-- START Task data --

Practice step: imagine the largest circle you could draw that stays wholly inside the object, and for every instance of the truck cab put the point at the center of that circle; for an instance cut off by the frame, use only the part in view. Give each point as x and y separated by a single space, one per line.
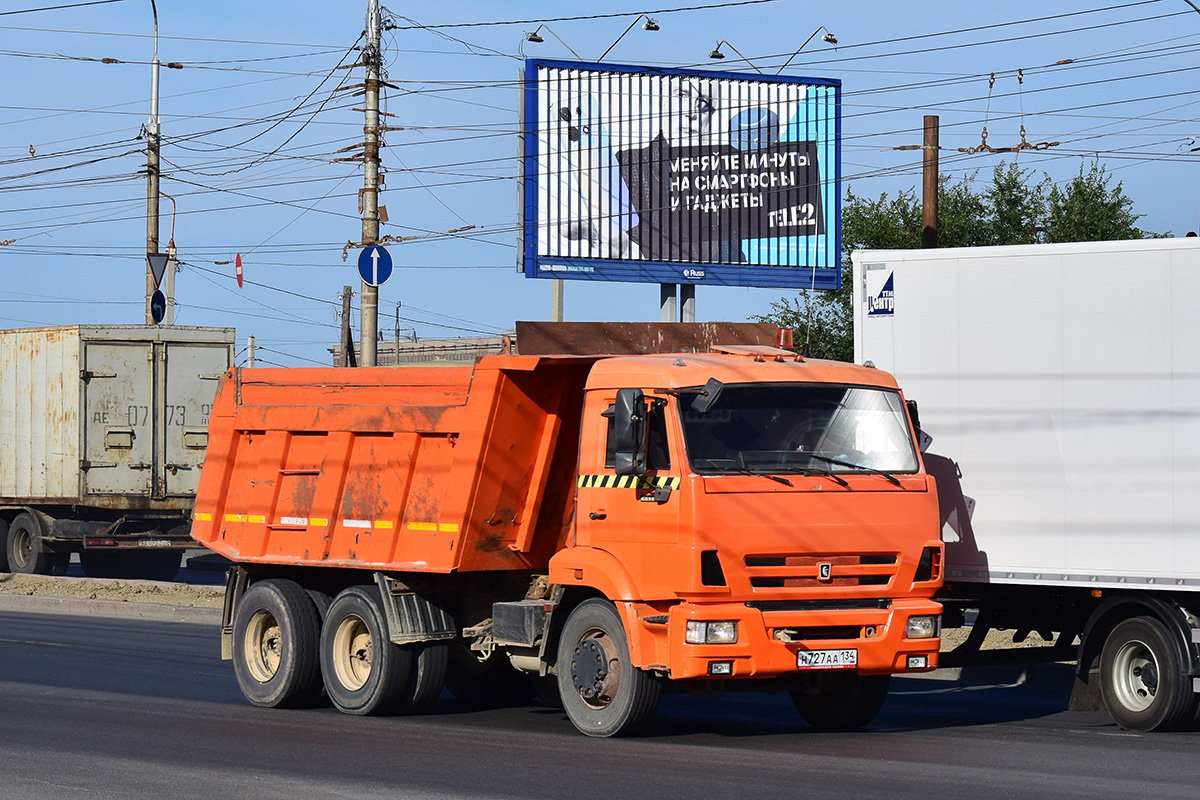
757 517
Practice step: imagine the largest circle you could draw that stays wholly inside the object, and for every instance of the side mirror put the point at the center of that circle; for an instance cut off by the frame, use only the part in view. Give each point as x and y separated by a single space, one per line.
629 432
707 398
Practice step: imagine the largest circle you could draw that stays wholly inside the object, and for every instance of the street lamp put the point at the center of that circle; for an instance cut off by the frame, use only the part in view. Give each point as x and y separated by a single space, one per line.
828 37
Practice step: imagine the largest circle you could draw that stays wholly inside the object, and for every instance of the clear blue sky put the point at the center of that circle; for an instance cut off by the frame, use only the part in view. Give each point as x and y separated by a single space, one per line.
252 126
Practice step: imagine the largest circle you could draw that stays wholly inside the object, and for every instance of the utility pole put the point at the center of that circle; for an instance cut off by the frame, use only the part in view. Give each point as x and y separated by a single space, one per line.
369 299
153 143
929 185
347 356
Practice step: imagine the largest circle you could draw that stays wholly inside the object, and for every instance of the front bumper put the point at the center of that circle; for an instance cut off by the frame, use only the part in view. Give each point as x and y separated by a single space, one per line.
772 635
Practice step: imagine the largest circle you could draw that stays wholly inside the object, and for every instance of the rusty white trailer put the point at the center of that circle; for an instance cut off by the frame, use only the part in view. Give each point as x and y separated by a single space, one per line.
102 433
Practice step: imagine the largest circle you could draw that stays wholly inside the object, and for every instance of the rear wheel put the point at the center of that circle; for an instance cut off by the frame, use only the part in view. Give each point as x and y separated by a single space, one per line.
275 642
603 692
364 672
1143 677
27 551
843 701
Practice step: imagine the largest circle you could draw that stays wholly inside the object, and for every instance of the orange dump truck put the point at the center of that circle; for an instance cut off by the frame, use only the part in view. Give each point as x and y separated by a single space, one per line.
610 525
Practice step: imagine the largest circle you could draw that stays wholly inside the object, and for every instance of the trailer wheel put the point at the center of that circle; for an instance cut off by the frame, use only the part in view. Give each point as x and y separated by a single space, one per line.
1143 679
603 692
364 672
843 701
27 552
275 639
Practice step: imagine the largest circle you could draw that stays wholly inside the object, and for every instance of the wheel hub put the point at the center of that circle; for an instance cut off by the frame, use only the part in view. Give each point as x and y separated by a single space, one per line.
589 668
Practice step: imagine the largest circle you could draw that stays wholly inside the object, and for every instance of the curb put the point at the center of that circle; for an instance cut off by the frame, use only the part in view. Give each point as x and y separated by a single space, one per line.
115 608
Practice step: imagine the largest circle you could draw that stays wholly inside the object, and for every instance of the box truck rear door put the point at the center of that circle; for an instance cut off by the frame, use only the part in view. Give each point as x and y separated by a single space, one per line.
192 373
119 417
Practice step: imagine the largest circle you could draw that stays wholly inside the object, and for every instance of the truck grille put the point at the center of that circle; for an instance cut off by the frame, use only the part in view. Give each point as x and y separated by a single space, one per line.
801 571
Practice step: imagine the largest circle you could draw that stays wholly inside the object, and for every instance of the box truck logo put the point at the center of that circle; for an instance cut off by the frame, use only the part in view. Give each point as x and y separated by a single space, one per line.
883 304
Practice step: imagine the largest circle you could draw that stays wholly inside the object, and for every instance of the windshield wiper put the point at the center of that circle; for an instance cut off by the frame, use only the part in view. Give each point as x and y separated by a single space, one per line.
869 470
826 473
778 479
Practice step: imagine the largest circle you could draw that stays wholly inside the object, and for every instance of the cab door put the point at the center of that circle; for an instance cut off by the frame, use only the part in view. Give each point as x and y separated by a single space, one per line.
636 518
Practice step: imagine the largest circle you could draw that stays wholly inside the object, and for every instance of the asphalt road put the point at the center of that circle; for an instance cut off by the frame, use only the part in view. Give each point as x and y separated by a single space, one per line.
99 708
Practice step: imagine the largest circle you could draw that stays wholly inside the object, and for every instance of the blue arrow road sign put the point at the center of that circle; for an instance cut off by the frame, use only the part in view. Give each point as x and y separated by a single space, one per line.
375 265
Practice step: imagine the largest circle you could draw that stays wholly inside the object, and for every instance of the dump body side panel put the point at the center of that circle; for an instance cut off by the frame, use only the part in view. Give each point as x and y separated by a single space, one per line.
427 469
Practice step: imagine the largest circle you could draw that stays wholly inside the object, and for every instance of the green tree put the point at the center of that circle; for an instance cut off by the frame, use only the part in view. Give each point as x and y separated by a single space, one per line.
1086 209
1012 209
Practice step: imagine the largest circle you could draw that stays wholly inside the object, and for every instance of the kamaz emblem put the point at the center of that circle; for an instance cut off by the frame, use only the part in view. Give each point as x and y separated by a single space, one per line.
883 304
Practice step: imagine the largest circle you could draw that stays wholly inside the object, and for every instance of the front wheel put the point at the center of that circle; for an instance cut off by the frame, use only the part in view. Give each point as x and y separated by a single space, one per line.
27 552
603 692
843 701
1143 678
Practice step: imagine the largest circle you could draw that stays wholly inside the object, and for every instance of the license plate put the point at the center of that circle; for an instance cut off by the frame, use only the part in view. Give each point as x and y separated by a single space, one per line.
826 659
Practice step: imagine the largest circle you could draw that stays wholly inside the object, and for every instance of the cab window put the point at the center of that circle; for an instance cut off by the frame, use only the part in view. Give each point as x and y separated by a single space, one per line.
659 456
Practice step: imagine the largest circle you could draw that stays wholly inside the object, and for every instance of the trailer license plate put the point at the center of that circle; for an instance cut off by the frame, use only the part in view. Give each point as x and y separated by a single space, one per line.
826 659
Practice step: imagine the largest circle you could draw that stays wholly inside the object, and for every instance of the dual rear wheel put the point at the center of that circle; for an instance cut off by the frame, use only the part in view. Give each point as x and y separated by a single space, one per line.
289 651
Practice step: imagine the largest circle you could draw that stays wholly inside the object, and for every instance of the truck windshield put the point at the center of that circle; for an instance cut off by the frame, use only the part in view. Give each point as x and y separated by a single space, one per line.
799 427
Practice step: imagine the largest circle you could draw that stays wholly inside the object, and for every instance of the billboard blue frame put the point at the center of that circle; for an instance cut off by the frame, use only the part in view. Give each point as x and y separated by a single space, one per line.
622 178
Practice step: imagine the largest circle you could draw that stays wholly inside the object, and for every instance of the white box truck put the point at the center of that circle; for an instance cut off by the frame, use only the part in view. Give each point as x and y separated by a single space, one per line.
1061 388
102 435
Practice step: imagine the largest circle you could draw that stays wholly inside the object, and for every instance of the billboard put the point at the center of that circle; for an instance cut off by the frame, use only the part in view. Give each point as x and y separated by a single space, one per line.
679 176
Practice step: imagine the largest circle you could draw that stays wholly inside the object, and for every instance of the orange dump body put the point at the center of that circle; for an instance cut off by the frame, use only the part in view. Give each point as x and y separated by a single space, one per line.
503 467
427 469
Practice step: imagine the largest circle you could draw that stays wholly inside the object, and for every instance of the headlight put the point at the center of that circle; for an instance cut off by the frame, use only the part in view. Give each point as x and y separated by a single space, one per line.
922 627
720 632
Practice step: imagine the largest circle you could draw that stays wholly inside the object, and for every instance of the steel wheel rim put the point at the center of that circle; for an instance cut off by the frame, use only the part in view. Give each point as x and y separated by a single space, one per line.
353 653
263 645
23 552
1135 675
612 681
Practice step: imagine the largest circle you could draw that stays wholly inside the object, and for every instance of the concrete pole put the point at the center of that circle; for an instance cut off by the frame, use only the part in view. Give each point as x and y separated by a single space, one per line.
369 300
153 132
929 185
667 307
687 302
556 300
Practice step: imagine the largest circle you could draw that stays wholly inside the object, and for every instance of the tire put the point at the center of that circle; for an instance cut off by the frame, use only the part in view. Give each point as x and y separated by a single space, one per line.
364 672
1143 678
492 684
25 551
843 701
603 692
275 645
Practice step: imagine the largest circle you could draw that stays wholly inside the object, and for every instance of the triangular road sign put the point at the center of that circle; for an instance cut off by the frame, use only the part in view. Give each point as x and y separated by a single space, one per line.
157 265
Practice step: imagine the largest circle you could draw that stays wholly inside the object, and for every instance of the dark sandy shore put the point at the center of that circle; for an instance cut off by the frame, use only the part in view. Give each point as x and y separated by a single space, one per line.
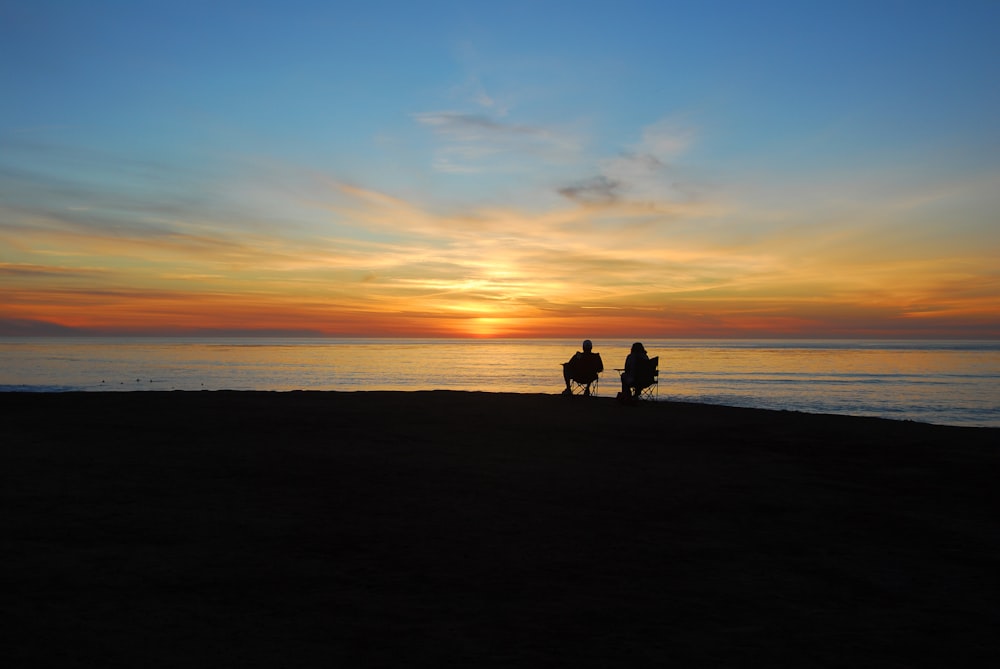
373 529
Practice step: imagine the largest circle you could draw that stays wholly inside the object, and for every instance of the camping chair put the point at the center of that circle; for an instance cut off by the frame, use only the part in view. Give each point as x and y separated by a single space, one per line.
648 380
650 383
584 374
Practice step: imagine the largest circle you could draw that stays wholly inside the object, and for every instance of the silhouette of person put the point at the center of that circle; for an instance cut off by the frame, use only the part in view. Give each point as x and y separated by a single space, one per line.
583 368
633 376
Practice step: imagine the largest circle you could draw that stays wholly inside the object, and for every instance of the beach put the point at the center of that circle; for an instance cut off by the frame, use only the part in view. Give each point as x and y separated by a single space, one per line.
437 528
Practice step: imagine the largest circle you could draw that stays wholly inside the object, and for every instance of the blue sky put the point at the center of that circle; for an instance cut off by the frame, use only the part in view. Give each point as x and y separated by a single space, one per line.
741 139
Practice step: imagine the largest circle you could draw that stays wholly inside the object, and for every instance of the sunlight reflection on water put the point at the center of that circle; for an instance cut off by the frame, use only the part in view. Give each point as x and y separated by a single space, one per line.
940 382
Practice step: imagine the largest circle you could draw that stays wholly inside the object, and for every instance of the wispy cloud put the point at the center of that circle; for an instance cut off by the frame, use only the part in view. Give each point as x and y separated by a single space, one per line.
474 143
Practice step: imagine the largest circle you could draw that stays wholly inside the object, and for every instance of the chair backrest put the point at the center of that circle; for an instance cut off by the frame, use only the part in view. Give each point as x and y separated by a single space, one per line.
586 367
648 375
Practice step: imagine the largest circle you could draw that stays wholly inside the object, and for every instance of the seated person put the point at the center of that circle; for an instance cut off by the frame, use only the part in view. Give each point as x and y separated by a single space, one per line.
583 368
637 374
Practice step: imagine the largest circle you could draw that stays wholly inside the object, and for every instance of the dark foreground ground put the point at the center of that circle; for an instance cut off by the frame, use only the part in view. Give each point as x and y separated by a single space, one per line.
311 529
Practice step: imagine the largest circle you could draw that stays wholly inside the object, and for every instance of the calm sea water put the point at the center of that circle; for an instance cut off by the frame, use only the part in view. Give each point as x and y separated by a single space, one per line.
954 383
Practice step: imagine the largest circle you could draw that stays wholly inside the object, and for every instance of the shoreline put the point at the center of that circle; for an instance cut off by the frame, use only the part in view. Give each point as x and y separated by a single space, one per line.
300 528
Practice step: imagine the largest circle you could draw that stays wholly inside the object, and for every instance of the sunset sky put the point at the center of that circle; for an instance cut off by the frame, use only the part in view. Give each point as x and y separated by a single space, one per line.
528 169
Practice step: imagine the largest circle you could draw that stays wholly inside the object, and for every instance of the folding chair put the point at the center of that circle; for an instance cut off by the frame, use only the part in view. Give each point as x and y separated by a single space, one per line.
585 377
580 387
648 380
650 391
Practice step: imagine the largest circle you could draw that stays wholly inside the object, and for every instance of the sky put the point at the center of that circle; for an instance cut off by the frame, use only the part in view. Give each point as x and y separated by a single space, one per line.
517 169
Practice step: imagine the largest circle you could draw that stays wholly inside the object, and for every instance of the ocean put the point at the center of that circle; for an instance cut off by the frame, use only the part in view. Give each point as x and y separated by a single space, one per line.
943 382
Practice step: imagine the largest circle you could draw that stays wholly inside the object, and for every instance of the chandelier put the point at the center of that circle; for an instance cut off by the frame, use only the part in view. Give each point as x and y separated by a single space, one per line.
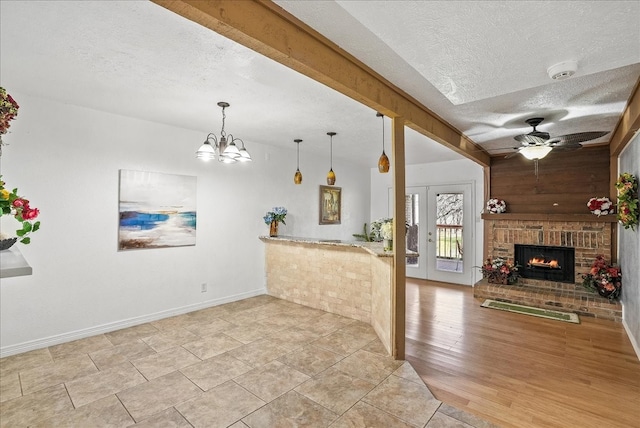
225 147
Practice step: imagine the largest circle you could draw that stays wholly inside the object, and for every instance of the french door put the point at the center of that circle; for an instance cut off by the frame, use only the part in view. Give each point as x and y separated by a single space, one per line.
440 228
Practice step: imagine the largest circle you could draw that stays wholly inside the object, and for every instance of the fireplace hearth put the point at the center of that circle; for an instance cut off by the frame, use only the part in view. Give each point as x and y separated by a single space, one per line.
546 262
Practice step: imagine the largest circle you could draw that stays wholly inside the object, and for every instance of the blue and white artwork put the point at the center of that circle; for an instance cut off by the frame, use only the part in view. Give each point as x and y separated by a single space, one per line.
156 210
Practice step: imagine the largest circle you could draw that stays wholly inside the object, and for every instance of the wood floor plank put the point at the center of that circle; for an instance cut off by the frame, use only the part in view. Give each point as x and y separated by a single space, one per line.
517 370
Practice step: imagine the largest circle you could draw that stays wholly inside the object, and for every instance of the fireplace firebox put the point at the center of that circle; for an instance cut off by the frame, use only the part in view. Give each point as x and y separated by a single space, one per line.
546 263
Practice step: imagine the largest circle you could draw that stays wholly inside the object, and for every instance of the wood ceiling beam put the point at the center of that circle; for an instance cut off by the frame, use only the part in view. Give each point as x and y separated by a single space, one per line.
269 30
628 124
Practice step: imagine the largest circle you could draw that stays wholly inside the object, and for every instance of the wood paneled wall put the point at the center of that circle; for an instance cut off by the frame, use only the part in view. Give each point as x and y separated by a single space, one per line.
566 181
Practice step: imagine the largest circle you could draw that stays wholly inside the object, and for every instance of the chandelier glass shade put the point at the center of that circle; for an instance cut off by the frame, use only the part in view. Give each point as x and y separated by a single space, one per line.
331 176
225 148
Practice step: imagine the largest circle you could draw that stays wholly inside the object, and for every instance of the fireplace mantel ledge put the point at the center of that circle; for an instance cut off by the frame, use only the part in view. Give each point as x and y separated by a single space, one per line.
611 218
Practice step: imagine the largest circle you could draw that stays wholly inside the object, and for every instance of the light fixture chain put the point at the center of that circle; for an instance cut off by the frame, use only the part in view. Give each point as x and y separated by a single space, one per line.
224 116
331 151
382 133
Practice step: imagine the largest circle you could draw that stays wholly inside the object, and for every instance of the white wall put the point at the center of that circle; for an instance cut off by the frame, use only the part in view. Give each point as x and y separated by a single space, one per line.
65 159
452 172
629 253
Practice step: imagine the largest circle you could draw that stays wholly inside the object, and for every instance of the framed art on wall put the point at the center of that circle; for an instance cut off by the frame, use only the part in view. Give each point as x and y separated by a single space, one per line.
156 210
330 204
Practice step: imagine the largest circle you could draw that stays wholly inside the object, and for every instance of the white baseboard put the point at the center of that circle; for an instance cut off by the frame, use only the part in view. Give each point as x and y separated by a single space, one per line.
117 325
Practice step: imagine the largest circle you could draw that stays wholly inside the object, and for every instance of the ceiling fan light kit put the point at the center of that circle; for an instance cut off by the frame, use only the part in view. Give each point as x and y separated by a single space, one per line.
562 70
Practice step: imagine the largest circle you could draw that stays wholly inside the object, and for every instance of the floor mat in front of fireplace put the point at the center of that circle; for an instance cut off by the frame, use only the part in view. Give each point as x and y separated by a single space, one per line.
529 310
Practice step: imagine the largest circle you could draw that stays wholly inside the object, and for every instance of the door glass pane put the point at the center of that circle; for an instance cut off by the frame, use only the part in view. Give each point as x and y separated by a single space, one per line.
411 209
449 246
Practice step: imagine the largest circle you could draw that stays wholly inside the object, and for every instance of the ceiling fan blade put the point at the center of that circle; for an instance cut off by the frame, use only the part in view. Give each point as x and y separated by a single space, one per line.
567 147
573 139
528 139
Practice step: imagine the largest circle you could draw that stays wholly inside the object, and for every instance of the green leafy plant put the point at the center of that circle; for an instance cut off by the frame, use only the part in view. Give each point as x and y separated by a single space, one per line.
627 186
8 112
276 214
365 235
20 209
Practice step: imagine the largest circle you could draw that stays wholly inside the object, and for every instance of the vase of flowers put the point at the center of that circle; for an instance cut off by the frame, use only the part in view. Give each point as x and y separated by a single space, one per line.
11 204
627 186
386 232
273 217
600 206
499 270
604 279
496 206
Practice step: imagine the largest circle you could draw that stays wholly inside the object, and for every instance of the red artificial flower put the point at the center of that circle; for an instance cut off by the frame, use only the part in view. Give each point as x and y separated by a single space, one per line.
30 213
20 203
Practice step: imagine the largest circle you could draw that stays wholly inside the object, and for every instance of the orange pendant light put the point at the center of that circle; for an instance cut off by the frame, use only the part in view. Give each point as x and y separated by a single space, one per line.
331 176
383 162
297 178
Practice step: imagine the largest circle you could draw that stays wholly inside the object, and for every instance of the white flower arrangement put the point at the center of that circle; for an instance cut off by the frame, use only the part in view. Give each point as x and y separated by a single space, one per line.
386 230
496 206
600 206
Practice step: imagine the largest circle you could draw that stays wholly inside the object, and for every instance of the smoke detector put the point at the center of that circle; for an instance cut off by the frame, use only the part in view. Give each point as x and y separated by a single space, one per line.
563 70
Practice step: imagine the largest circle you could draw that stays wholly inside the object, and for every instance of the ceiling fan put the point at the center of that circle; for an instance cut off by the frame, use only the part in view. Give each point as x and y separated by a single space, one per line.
537 144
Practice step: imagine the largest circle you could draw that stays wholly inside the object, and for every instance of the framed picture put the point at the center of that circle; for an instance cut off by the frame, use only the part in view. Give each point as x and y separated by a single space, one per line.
156 210
330 204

-- END Task data --

Return exactly the lines from the one containing "of the smoke" to the last line of the data, and nothing more.

• The response:
Practice step: imagine the largest circle you could draw that stays wholly inside the object, and for every instance of the smoke detector put the point at the center of that circle; for an instance cut off by the frame, use only the part in view. Give each point as x and y separated by a single space, one per line.
563 70
Practice step: imagine the largest circle you could draw that stays wholly inside the object, and for every instance of the ceiling fan put the point at the center of that circle; for an instance cut off by the frame, use only the part in view. Give each point as x and y separated by a single space, one per line.
537 144
Practice step: imagine the largest circle you could draw that stays wholly inside the object, and for every instance of the framed picture put the point at the center of that circle; for an instance cut off by the frame, use only the part in view. Give each point as x and y separated by a single space, one per line.
156 210
330 204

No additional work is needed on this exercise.